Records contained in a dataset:
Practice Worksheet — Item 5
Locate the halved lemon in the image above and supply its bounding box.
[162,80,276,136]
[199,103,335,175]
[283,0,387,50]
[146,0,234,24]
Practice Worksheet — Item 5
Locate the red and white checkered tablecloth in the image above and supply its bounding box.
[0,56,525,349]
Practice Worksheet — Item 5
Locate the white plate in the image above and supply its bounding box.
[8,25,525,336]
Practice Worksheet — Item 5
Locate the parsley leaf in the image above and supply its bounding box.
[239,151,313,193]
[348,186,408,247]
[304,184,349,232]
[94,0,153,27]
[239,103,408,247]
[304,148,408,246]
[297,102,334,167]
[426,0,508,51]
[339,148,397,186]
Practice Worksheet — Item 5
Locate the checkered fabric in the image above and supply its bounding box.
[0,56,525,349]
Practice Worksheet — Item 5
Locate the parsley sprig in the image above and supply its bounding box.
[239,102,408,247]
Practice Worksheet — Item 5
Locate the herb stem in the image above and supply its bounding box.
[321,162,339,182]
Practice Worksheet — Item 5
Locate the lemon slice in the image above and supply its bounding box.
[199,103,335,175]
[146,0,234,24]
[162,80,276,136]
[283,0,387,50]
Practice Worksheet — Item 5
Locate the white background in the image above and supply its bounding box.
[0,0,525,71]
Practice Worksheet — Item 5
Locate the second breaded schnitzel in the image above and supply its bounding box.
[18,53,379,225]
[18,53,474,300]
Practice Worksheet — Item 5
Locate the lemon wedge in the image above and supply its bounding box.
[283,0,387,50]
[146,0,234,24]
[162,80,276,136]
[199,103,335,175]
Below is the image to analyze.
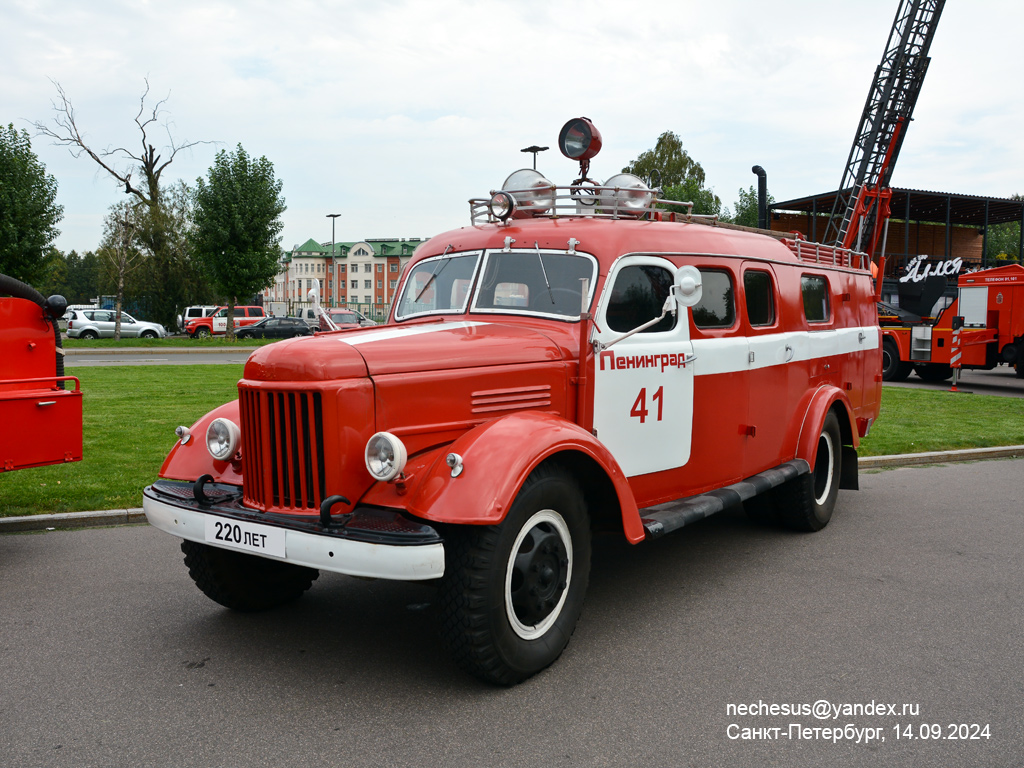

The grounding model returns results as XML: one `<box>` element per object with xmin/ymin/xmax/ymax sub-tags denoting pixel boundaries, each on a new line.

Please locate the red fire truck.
<box><xmin>880</xmin><ymin>264</ymin><xmax>1024</xmax><ymax>381</ymax></box>
<box><xmin>0</xmin><ymin>274</ymin><xmax>82</xmax><ymax>472</ymax></box>
<box><xmin>144</xmin><ymin>119</ymin><xmax>882</xmax><ymax>684</ymax></box>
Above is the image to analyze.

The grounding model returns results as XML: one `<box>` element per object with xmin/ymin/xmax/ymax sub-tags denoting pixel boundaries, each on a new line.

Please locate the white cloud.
<box><xmin>0</xmin><ymin>0</ymin><xmax>1024</xmax><ymax>250</ymax></box>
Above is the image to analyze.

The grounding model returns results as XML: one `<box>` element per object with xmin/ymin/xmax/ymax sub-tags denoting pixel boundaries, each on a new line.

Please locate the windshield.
<box><xmin>473</xmin><ymin>248</ymin><xmax>597</xmax><ymax>319</ymax></box>
<box><xmin>395</xmin><ymin>252</ymin><xmax>480</xmax><ymax>319</ymax></box>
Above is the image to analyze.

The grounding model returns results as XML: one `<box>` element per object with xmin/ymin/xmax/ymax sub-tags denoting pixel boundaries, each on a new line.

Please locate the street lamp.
<box><xmin>519</xmin><ymin>144</ymin><xmax>548</xmax><ymax>171</ymax></box>
<box><xmin>327</xmin><ymin>213</ymin><xmax>341</xmax><ymax>306</ymax></box>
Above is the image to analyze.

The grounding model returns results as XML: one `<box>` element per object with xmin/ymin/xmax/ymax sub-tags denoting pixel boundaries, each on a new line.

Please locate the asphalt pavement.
<box><xmin>0</xmin><ymin>460</ymin><xmax>1024</xmax><ymax>768</ymax></box>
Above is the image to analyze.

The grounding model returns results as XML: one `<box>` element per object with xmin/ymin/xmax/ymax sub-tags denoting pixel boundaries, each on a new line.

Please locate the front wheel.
<box><xmin>775</xmin><ymin>412</ymin><xmax>843</xmax><ymax>531</ymax></box>
<box><xmin>181</xmin><ymin>539</ymin><xmax>319</xmax><ymax>612</ymax></box>
<box><xmin>438</xmin><ymin>467</ymin><xmax>590</xmax><ymax>685</ymax></box>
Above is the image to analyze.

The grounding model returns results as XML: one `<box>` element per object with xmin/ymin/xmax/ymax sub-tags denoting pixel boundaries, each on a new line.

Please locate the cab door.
<box><xmin>594</xmin><ymin>256</ymin><xmax>693</xmax><ymax>477</ymax></box>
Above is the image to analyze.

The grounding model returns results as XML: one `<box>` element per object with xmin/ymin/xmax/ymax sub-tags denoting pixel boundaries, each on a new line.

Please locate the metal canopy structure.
<box><xmin>770</xmin><ymin>187</ymin><xmax>1024</xmax><ymax>268</ymax></box>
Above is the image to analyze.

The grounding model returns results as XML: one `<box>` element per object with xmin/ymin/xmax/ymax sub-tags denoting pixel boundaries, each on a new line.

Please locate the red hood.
<box><xmin>245</xmin><ymin>321</ymin><xmax>562</xmax><ymax>381</ymax></box>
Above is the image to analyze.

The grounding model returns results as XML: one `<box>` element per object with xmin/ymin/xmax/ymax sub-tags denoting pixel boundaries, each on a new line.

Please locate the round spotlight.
<box><xmin>558</xmin><ymin>118</ymin><xmax>601</xmax><ymax>162</ymax></box>
<box><xmin>502</xmin><ymin>168</ymin><xmax>555</xmax><ymax>218</ymax></box>
<box><xmin>367</xmin><ymin>432</ymin><xmax>409</xmax><ymax>482</ymax></box>
<box><xmin>206</xmin><ymin>419</ymin><xmax>242</xmax><ymax>462</ymax></box>
<box><xmin>601</xmin><ymin>173</ymin><xmax>654</xmax><ymax>216</ymax></box>
<box><xmin>487</xmin><ymin>191</ymin><xmax>515</xmax><ymax>221</ymax></box>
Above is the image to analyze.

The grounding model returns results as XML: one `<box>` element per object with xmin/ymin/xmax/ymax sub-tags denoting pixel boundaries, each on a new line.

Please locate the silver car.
<box><xmin>65</xmin><ymin>309</ymin><xmax>167</xmax><ymax>339</ymax></box>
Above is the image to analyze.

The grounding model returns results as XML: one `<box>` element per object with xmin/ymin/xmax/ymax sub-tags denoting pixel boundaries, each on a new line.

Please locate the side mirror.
<box><xmin>672</xmin><ymin>264</ymin><xmax>703</xmax><ymax>306</ymax></box>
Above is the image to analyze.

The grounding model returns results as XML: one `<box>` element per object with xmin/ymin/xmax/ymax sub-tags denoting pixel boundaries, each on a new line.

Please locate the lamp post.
<box><xmin>519</xmin><ymin>144</ymin><xmax>548</xmax><ymax>171</ymax></box>
<box><xmin>327</xmin><ymin>213</ymin><xmax>341</xmax><ymax>306</ymax></box>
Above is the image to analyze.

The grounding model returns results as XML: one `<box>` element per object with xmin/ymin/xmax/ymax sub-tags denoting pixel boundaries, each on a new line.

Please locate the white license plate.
<box><xmin>206</xmin><ymin>516</ymin><xmax>285</xmax><ymax>557</ymax></box>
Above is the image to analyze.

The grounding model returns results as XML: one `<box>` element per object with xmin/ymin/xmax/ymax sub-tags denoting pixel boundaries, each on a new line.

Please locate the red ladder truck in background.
<box><xmin>0</xmin><ymin>274</ymin><xmax>82</xmax><ymax>472</ymax></box>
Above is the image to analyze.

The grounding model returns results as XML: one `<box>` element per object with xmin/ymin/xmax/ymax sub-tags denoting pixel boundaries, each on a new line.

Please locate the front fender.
<box><xmin>797</xmin><ymin>386</ymin><xmax>858</xmax><ymax>472</ymax></box>
<box><xmin>364</xmin><ymin>411</ymin><xmax>643</xmax><ymax>541</ymax></box>
<box><xmin>160</xmin><ymin>400</ymin><xmax>242</xmax><ymax>485</ymax></box>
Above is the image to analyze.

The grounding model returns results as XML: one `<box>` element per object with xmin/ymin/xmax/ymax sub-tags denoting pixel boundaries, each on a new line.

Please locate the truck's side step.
<box><xmin>640</xmin><ymin>459</ymin><xmax>811</xmax><ymax>539</ymax></box>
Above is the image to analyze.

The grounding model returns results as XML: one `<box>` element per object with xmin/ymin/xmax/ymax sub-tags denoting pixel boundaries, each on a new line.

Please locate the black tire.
<box><xmin>776</xmin><ymin>412</ymin><xmax>843</xmax><ymax>531</ymax></box>
<box><xmin>882</xmin><ymin>339</ymin><xmax>913</xmax><ymax>381</ymax></box>
<box><xmin>181</xmin><ymin>540</ymin><xmax>319</xmax><ymax>612</ymax></box>
<box><xmin>438</xmin><ymin>467</ymin><xmax>590</xmax><ymax>685</ymax></box>
<box><xmin>913</xmin><ymin>362</ymin><xmax>953</xmax><ymax>381</ymax></box>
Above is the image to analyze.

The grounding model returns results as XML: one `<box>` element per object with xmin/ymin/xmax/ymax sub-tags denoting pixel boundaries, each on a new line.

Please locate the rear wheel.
<box><xmin>776</xmin><ymin>412</ymin><xmax>843</xmax><ymax>531</ymax></box>
<box><xmin>882</xmin><ymin>339</ymin><xmax>913</xmax><ymax>381</ymax></box>
<box><xmin>181</xmin><ymin>540</ymin><xmax>319</xmax><ymax>612</ymax></box>
<box><xmin>438</xmin><ymin>467</ymin><xmax>590</xmax><ymax>685</ymax></box>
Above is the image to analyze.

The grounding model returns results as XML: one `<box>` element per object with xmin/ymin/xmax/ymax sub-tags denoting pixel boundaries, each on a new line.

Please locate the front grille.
<box><xmin>239</xmin><ymin>389</ymin><xmax>326</xmax><ymax>511</ymax></box>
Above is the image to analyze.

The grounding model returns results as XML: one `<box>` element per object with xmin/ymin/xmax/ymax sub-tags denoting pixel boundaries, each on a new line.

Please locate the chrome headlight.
<box><xmin>206</xmin><ymin>419</ymin><xmax>242</xmax><ymax>462</ymax></box>
<box><xmin>367</xmin><ymin>432</ymin><xmax>409</xmax><ymax>482</ymax></box>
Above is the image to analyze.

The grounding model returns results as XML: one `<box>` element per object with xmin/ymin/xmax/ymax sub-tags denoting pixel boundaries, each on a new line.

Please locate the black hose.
<box><xmin>0</xmin><ymin>274</ymin><xmax>68</xmax><ymax>389</ymax></box>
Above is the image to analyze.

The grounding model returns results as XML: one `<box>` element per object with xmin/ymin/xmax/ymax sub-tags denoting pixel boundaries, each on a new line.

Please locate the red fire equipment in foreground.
<box><xmin>0</xmin><ymin>274</ymin><xmax>82</xmax><ymax>472</ymax></box>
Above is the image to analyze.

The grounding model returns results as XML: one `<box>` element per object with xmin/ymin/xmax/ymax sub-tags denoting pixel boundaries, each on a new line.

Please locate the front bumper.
<box><xmin>142</xmin><ymin>480</ymin><xmax>444</xmax><ymax>582</ymax></box>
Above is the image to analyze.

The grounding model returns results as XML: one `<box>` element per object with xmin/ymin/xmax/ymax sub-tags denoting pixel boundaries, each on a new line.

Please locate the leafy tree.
<box><xmin>190</xmin><ymin>144</ymin><xmax>285</xmax><ymax>338</ymax></box>
<box><xmin>0</xmin><ymin>124</ymin><xmax>63</xmax><ymax>285</ymax></box>
<box><xmin>623</xmin><ymin>131</ymin><xmax>722</xmax><ymax>215</ymax></box>
<box><xmin>623</xmin><ymin>131</ymin><xmax>705</xmax><ymax>189</ymax></box>
<box><xmin>732</xmin><ymin>184</ymin><xmax>775</xmax><ymax>226</ymax></box>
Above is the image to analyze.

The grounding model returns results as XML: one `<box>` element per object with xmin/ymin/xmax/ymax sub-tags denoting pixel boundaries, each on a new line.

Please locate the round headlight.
<box><xmin>601</xmin><ymin>173</ymin><xmax>654</xmax><ymax>215</ymax></box>
<box><xmin>206</xmin><ymin>419</ymin><xmax>242</xmax><ymax>462</ymax></box>
<box><xmin>367</xmin><ymin>432</ymin><xmax>409</xmax><ymax>482</ymax></box>
<box><xmin>558</xmin><ymin>118</ymin><xmax>601</xmax><ymax>161</ymax></box>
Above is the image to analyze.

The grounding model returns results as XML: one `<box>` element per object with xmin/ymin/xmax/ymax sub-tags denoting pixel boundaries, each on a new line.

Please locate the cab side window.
<box><xmin>693</xmin><ymin>269</ymin><xmax>736</xmax><ymax>328</ymax></box>
<box><xmin>606</xmin><ymin>264</ymin><xmax>676</xmax><ymax>333</ymax></box>
<box><xmin>743</xmin><ymin>269</ymin><xmax>775</xmax><ymax>327</ymax></box>
<box><xmin>800</xmin><ymin>274</ymin><xmax>831</xmax><ymax>323</ymax></box>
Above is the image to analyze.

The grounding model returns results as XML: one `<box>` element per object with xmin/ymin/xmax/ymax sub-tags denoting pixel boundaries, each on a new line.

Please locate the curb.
<box><xmin>65</xmin><ymin>347</ymin><xmax>259</xmax><ymax>357</ymax></box>
<box><xmin>0</xmin><ymin>507</ymin><xmax>145</xmax><ymax>534</ymax></box>
<box><xmin>0</xmin><ymin>445</ymin><xmax>1024</xmax><ymax>535</ymax></box>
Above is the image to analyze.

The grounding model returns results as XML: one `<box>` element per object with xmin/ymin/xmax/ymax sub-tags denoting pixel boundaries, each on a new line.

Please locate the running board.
<box><xmin>640</xmin><ymin>459</ymin><xmax>811</xmax><ymax>539</ymax></box>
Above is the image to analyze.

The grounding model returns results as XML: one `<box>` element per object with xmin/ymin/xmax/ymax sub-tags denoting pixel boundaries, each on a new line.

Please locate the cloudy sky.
<box><xmin>0</xmin><ymin>0</ymin><xmax>1024</xmax><ymax>256</ymax></box>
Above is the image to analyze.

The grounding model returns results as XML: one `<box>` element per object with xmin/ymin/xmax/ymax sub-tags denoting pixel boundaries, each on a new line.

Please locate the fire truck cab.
<box><xmin>144</xmin><ymin>119</ymin><xmax>881</xmax><ymax>684</ymax></box>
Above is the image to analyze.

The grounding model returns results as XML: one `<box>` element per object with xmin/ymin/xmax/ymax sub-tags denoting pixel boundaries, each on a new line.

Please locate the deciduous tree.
<box><xmin>191</xmin><ymin>144</ymin><xmax>285</xmax><ymax>338</ymax></box>
<box><xmin>0</xmin><ymin>125</ymin><xmax>63</xmax><ymax>285</ymax></box>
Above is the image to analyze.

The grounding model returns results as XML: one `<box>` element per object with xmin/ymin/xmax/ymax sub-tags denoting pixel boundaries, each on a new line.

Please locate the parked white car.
<box><xmin>66</xmin><ymin>309</ymin><xmax>167</xmax><ymax>339</ymax></box>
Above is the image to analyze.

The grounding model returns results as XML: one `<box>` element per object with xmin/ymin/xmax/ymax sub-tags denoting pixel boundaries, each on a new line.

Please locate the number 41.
<box><xmin>630</xmin><ymin>387</ymin><xmax>665</xmax><ymax>424</ymax></box>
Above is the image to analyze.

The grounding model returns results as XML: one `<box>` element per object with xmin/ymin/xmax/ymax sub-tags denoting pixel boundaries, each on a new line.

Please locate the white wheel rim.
<box><xmin>505</xmin><ymin>509</ymin><xmax>572</xmax><ymax>640</ymax></box>
<box><xmin>814</xmin><ymin>432</ymin><xmax>836</xmax><ymax>506</ymax></box>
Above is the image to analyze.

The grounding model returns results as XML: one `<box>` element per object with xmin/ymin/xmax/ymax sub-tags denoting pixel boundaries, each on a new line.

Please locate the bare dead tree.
<box><xmin>99</xmin><ymin>202</ymin><xmax>141</xmax><ymax>339</ymax></box>
<box><xmin>34</xmin><ymin>78</ymin><xmax>218</xmax><ymax>328</ymax></box>
<box><xmin>34</xmin><ymin>78</ymin><xmax>215</xmax><ymax>209</ymax></box>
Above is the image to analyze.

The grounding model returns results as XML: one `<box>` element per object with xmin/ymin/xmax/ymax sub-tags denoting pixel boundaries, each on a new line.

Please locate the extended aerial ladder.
<box><xmin>822</xmin><ymin>0</ymin><xmax>945</xmax><ymax>268</ymax></box>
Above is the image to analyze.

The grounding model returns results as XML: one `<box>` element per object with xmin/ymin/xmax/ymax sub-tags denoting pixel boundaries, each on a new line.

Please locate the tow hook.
<box><xmin>321</xmin><ymin>496</ymin><xmax>352</xmax><ymax>528</ymax></box>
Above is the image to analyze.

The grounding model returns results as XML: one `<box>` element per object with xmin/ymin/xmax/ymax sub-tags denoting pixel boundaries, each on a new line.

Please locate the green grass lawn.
<box><xmin>0</xmin><ymin>372</ymin><xmax>1024</xmax><ymax>516</ymax></box>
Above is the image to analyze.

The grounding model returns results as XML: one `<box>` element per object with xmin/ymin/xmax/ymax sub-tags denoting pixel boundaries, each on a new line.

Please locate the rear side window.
<box><xmin>800</xmin><ymin>274</ymin><xmax>831</xmax><ymax>323</ymax></box>
<box><xmin>606</xmin><ymin>264</ymin><xmax>676</xmax><ymax>333</ymax></box>
<box><xmin>693</xmin><ymin>269</ymin><xmax>736</xmax><ymax>328</ymax></box>
<box><xmin>743</xmin><ymin>269</ymin><xmax>775</xmax><ymax>326</ymax></box>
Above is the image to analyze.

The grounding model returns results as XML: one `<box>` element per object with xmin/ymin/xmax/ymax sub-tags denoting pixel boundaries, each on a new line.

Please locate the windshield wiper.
<box><xmin>534</xmin><ymin>240</ymin><xmax>555</xmax><ymax>305</ymax></box>
<box><xmin>413</xmin><ymin>243</ymin><xmax>454</xmax><ymax>304</ymax></box>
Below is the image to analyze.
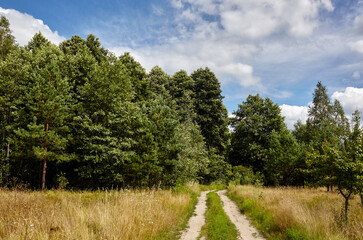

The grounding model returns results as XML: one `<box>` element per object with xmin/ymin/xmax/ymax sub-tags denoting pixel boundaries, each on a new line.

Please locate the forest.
<box><xmin>0</xmin><ymin>16</ymin><xmax>363</xmax><ymax>206</ymax></box>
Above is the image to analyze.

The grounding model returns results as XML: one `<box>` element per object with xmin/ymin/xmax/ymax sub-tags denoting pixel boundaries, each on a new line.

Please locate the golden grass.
<box><xmin>230</xmin><ymin>186</ymin><xmax>363</xmax><ymax>240</ymax></box>
<box><xmin>0</xmin><ymin>190</ymin><xmax>196</xmax><ymax>240</ymax></box>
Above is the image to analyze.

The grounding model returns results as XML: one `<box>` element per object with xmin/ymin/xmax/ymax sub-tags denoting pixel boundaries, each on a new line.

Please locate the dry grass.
<box><xmin>0</xmin><ymin>190</ymin><xmax>196</xmax><ymax>240</ymax></box>
<box><xmin>230</xmin><ymin>186</ymin><xmax>363</xmax><ymax>240</ymax></box>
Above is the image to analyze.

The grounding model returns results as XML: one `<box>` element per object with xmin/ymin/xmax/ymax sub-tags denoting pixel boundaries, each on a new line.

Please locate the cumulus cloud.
<box><xmin>280</xmin><ymin>104</ymin><xmax>309</xmax><ymax>129</ymax></box>
<box><xmin>332</xmin><ymin>87</ymin><xmax>363</xmax><ymax>115</ymax></box>
<box><xmin>352</xmin><ymin>71</ymin><xmax>360</xmax><ymax>79</ymax></box>
<box><xmin>111</xmin><ymin>0</ymin><xmax>334</xmax><ymax>91</ymax></box>
<box><xmin>349</xmin><ymin>40</ymin><xmax>363</xmax><ymax>53</ymax></box>
<box><xmin>0</xmin><ymin>7</ymin><xmax>65</xmax><ymax>45</ymax></box>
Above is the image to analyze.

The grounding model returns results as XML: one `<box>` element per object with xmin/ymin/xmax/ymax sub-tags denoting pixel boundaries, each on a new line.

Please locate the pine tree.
<box><xmin>170</xmin><ymin>70</ymin><xmax>196</xmax><ymax>121</ymax></box>
<box><xmin>191</xmin><ymin>68</ymin><xmax>228</xmax><ymax>155</ymax></box>
<box><xmin>0</xmin><ymin>16</ymin><xmax>15</xmax><ymax>60</ymax></box>
<box><xmin>15</xmin><ymin>45</ymin><xmax>71</xmax><ymax>190</ymax></box>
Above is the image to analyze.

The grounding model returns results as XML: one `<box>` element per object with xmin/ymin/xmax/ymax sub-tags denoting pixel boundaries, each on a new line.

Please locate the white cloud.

| EXERCISE OBJECTIVE |
List every line of the listing above that contains the word "lamp", treating uppercase and lowercase as different.

| RESULT OF THIS EXERCISE |
Please locate the street lamp.
Please locate the lamp post.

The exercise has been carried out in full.